-- PAGE EXTRACT start --

DataType Class

Helper class for handling the proper manipulation of supported column types (int, bool, string, etc.). Currently used with MLTable.convert_column_types(...) & from_delimited_files(...) for specifying which types to convert columns to. Different types are selected with DataType.from_(...)* methods.

Inheritance
builtins.object
DataType

Constructor

DataType()

Methods

to_bool

Configure conversion to bool. true_values & false_values must both be None or non-empty lists of, string else an error will be thrown.

to_datetime

Configure conversion to datetime.

to_float

Configure conversion to 64-bit float.

to_int

Configure conversion to 64-bit integer.

to_stream

Configure conversion to stream.

to_string

Configure conversion to string.

to_bool

Configure conversion to bool. true_values & false_values must both be None or non-empty lists of, string else an error will be thrown.

static to_bool(true_values: List[str] | None = None, false_values: List[str] | None = None, mismatch_as: str | None = None)

Parameters

true_values
list[str]
default value: None

List of values in dataset to designate as True. For example, ['1', 'yes'] will be replaced as [True, True]. The true_values need to be present in the dataset otherwise None will be returned for values not present.

false_values
list[str]
default value: None

List of values in dataset to designate as False. For example, ['0', 'no'] will be replaced as [False, False]. The false_values need to be present in the dataset otherwise None will be returned for values not present.

mismatch_as
Optional[str]
default value: None

How cast strings that are neither in true_values or false_values; 'true' casts all as True, 'false' as False, and 'error' will error instead of casting. Defaults to None which equal to 'error'.

to_datetime

Configure conversion to datetime.

static to_datetime(formats: str | List[str], date_constant: str | None = None)

Parameters

formats
str or list[str]
Required

Formats to try for datetime conversion. For example %d-%m-%Y for data in "day-month-year", and %Y-%m-%dT%H:%M:%S.%f for "combined date and time representation" according to ISO 8601.

  • %Y: Year with 4 digits

  • %y: Year with 2 digits

  • %m: Month in digits

  • %b: Month represented by its abbreviated name in 3 letters, like Aug

  • %B: Month represented by its full name, like August

  • %d: Day in digits

  • %H: Hour as represented in 24-hour clock time

  • %I: Hour as represented in 12-hour clock time

  • %M: Minute in 2 digits

  • %S: Second in 2 digits

  • %f: Microsecond

  • %p: AM/PM designator

  • %z: Timezone, for example: -0700

date_constant
Optional[str]
default value: None

If the column contains only time values, a date to apply to the resulting DateTime.

to_float

Configure conversion to 64-bit float.

static to_float()

to_int

Configure conversion to 64-bit integer.

static to_int()

to_stream

Configure conversion to stream.

static to_stream()

to_string

Configure conversion to string.

static to_string()

-- PAGE EXTRACT end --

▸ **WRITTEN REQUEST 1**:
According to the DataType class documentation, what value is a mismatch_as of None equivalent to?

-- GIVEN INFORMATION start --

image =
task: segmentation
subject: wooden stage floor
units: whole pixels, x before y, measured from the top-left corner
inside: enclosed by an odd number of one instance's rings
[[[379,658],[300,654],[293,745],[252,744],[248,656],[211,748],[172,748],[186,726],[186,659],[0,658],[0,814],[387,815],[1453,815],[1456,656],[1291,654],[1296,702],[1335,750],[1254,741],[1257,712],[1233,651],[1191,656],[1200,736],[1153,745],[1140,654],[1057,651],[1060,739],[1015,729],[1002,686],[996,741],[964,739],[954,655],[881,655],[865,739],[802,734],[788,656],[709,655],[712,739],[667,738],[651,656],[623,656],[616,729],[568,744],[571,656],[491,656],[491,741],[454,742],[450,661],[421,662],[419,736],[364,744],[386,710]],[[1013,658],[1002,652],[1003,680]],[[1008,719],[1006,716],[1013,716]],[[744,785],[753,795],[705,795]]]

-- GIVEN INFORMATION end --
-- GIVEN INFORMATION start --

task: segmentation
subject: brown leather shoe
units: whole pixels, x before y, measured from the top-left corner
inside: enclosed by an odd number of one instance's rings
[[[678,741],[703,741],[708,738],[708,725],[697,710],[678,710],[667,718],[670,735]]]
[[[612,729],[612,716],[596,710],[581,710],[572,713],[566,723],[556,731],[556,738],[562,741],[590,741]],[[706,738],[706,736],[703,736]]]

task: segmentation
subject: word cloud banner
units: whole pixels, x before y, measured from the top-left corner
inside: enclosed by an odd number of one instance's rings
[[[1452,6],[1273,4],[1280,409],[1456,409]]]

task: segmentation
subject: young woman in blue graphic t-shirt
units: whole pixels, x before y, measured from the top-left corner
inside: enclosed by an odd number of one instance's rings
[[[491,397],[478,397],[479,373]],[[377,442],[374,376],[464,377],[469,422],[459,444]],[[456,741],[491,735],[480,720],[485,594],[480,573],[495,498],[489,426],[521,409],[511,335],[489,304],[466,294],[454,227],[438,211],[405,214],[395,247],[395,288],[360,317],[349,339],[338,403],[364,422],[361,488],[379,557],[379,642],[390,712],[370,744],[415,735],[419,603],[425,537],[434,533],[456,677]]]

-- GIVEN INFORMATION end --

▸ **WRITTEN REQUEST 2**:
From the records, pick out each line that includes the string "subject".

▸ **TASK ANSWER 1**:
'error'

▸ **TASK ANSWER 2**:
subject: wooden stage floor
subject: brown leather shoe
subject: word cloud banner
subject: young woman in blue graphic t-shirt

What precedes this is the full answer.